* GIVEN INFORMATION
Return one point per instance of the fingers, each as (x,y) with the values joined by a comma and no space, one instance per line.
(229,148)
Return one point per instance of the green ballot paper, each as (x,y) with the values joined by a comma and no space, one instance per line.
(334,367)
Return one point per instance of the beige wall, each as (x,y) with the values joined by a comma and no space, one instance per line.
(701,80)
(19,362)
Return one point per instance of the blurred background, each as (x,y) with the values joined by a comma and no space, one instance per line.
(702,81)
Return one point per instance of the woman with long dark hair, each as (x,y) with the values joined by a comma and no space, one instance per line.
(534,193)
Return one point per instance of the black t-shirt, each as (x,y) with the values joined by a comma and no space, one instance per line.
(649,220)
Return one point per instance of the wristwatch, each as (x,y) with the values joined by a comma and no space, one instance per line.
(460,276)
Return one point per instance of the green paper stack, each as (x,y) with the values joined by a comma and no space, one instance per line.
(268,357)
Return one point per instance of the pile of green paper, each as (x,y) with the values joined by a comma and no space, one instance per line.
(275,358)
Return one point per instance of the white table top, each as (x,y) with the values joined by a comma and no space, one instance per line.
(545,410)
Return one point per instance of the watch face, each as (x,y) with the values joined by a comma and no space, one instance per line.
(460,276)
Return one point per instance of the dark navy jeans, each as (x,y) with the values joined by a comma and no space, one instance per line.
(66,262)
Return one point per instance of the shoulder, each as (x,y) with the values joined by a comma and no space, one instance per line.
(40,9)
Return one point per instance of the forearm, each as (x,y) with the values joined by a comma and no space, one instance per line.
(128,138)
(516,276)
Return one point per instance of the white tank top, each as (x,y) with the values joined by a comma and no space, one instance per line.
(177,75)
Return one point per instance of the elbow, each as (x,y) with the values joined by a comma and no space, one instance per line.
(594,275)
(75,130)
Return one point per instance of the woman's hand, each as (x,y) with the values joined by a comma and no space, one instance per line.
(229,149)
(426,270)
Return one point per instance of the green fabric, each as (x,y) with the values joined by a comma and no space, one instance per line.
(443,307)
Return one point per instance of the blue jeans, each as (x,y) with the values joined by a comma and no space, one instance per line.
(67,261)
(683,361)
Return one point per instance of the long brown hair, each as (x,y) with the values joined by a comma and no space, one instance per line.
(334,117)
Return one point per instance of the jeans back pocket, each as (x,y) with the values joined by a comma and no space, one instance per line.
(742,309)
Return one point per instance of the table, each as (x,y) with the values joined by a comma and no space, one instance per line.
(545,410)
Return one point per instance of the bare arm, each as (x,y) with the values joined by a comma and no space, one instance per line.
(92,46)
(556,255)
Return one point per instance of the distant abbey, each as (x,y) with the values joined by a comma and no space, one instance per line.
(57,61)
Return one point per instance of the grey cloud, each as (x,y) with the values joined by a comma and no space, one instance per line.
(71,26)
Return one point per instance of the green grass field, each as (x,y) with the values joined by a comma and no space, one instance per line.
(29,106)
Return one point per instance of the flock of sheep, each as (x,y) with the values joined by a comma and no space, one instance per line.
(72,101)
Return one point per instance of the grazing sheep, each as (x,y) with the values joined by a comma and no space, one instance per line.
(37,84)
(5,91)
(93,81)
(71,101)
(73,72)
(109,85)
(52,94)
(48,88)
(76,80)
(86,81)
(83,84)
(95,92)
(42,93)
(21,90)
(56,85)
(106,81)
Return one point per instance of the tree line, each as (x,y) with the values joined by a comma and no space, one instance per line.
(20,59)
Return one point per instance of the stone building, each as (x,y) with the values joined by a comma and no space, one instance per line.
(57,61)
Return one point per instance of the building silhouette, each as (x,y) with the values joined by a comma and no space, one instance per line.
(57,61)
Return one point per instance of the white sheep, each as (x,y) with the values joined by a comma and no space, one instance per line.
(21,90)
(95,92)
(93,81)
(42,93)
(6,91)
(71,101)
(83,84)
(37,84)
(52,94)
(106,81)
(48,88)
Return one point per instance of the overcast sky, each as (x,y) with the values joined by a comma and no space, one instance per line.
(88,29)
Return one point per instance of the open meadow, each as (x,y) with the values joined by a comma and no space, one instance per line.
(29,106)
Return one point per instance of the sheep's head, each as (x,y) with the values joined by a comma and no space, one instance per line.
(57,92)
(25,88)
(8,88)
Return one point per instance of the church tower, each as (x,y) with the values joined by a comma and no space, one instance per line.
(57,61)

* WHAT YOU SHOULD DO
Rewrite all the records above, substituting "no whitespace" for every occurrence of "no space" and keeping everything else unchanged.

* THE SOLUTION
Return one point per instance of the fingers, each as (x,y) with the values joined by a comma and no whitespace, one instance per line.
(229,148)
Return one point per instance of the green ballot paper, each as (x,y) with the values joined by a comma and no whitespace, one instance per line.
(334,367)
Return one point per instance of the beige wall, each as (x,y) with the values joined by a comma and no whitespace, one instance per line.
(701,80)
(19,362)
Return one point per instance of the blurred background, each as (x,y) with the values joined by a comma and no whitespace, one instance per line.
(702,81)
Return one point per instance of the woman with long dark hair, each as (x,y) with the values joined by a comma and no whitespace, one instance per line.
(534,193)
Return one point per instance of the black t-shirt, each as (x,y) with the values joined by a comma and no whitespace, one instance per line.
(649,220)
Return one point per instance of the wristwatch, each as (x,y) with the values joined by a comma and no whitespace, one instance per line.
(460,276)
Return one point per instance of the green paper stack, each as (x,y) with the values joined by a comma and no whitespace, one instance per line.
(268,357)
Return one point per instance of the pile of green paper, each as (x,y) with the values joined by a comma and no whitespace, one instance per line.
(275,358)
Return one point per instance of the white table top, each as (x,y) with the values joined by a comma and no whitespace, one instance per line.
(545,410)
Return one point per instance of the watch face, each as (x,y) with the values joined by a comma and no whitespace, one instance per line.
(460,276)
Return one point per instance of the dark navy jeans, each as (x,y) with the values joined by a comma and no whitespace, one instance per line.
(66,262)
Return one point per instance of the shoulder, each as (x,y) with the values joined by a comma and no whitespace, one instance per line.
(40,9)
Return one point per instance of the forearm, each as (x,y) with the values joined by a comma and no whitespace, one instance per line.
(128,138)
(516,276)
Return one point per instance of the white tank top, each as (x,y) with the values joined by a comma and no whitespace, one instance per line.
(177,75)
Return one point per instance of the elbow, each as (x,y) with the values joined by a comma and no whitespace, one instance per line.
(594,275)
(75,130)
Return one point per instance of the woman's hand, each as (x,y) with the values joined by a comma and no whitespace, one instance per line.
(229,149)
(426,270)
Return one point per instance of the green fabric, each as (x,y) with the values joined by a comma and no whitespace, one instance per line.
(443,307)
Return one point per instance of the blue jeans, each as (x,y) with the values joined by a comma and no whitespace, one instance per line.
(67,261)
(683,361)
Return one point per instance of the long brown hair, each as (x,y) with the values joined by a comma and no whitespace, one instance per line.
(334,117)
Return one point per instance of the jeans back pocket, each as (x,y) with the values joined by a comma and no whitespace, one instance per line.
(742,309)
Return one point per instance of the table, each as (x,y) with the values joined by a comma and no whitespace, one instance per line.
(545,410)
Return one point per instance of the bare arm, each as (x,y) with the values joined by a comma and no whitespace, one instance per line.
(92,46)
(556,255)
Return one point per instance of the distant abbey, each as (x,y) with the values joined by a comma and no whitespace, one instance per line.
(57,61)
Return one point per instance of the grey cloud, each as (x,y) with the values joined by a comma and no whitespace, one instance per line.
(71,26)
Return one point per instance of the green grass field, each as (x,y) with the values joined by a comma and no whitespace, one instance per line.
(29,106)
Return one point per instance of the flock of sheep, each as (x,y) with the values joined by a comma and no whitespace, one instance per line.
(72,101)
Return one point per instance of the grazing sheep, each as (x,y) with the values joined by a comma and no whitespace, one instance per line.
(37,84)
(5,91)
(93,81)
(71,101)
(73,72)
(109,85)
(52,94)
(48,88)
(76,80)
(86,81)
(83,84)
(95,92)
(42,93)
(21,90)
(56,85)
(106,81)
Return one point per instance of the tree line, each as (x,y) with the values joined by a comma and no whitespace, one instance per line.
(20,59)
Return one point per instance of the stone building, each as (x,y) with the values joined by a comma and no whitespace, one instance per line.
(57,61)
Return one point per instance of the building silhouette, each as (x,y) with the values joined by a comma and no whitespace, one instance per line.
(57,61)
Return one point per instance of the white sheep, each as (x,y) with the values joined by a comma and no whitespace, one instance per line.
(21,90)
(95,92)
(93,81)
(42,93)
(6,91)
(71,101)
(83,84)
(37,84)
(52,94)
(106,81)
(48,88)
Return one point per instance of the overcast sky, each as (x,y) with the values joined by a comma and no whitespace, one instance per line.
(88,29)
Return one point per instance of the open meadow, each as (x,y) with the values joined by a comma and no whitespace, one instance per line.
(29,106)
Return one point per instance of the sheep's head, each as (x,y) with the values joined by a comma and no whitespace, one instance per line.
(57,92)
(25,88)
(8,88)
Return one point per instance of the church tower, each as (x,y) with the values joined by a comma and no whitespace, one instance per line.
(57,61)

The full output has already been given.